■ **Exercise brief**
Copy every line of the records below that contains the word "wire".

■ **Data shown**
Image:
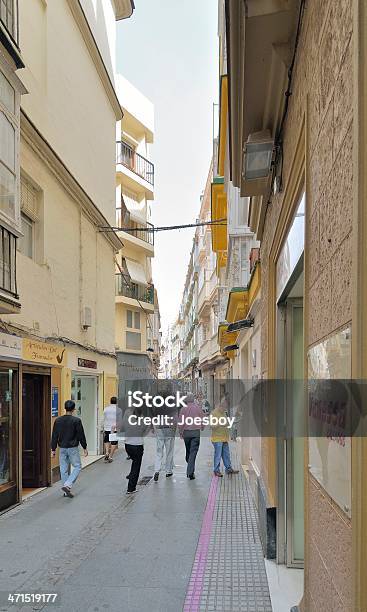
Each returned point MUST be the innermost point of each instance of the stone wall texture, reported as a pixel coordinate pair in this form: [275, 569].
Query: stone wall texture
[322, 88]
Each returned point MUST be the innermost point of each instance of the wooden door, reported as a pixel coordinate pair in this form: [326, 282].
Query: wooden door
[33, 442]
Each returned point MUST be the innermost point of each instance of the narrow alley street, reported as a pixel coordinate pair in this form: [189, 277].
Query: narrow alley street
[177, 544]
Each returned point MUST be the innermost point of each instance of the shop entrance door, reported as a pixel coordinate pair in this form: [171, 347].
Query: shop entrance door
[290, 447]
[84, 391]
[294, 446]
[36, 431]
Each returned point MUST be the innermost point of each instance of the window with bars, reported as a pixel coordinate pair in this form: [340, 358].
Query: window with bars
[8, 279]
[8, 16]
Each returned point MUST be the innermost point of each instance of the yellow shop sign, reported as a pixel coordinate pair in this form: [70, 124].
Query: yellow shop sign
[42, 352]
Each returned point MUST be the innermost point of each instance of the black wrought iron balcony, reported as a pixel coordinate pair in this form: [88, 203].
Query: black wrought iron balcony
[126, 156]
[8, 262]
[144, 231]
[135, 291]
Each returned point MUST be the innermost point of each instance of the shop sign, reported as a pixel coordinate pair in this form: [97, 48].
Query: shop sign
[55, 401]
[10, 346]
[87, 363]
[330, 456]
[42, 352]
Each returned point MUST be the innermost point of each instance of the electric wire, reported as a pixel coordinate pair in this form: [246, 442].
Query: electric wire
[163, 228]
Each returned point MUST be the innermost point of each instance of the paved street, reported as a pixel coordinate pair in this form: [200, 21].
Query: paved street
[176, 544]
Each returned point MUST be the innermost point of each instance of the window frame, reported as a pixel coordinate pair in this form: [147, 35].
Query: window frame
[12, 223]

...

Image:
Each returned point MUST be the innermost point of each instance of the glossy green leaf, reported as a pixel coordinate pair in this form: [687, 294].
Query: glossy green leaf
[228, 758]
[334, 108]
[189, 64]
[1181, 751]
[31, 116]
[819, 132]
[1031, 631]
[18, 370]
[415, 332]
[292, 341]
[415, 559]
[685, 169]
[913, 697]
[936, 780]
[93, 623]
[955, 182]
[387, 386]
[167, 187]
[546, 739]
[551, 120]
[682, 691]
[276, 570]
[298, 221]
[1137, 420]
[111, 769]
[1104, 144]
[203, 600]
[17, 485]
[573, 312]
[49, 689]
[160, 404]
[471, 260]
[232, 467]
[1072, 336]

■ **Response**
Each returned point MUST be the innermost point of each instance of the electric wire, reported as a pixel coordinate pair in this form: [246, 442].
Query: electric wire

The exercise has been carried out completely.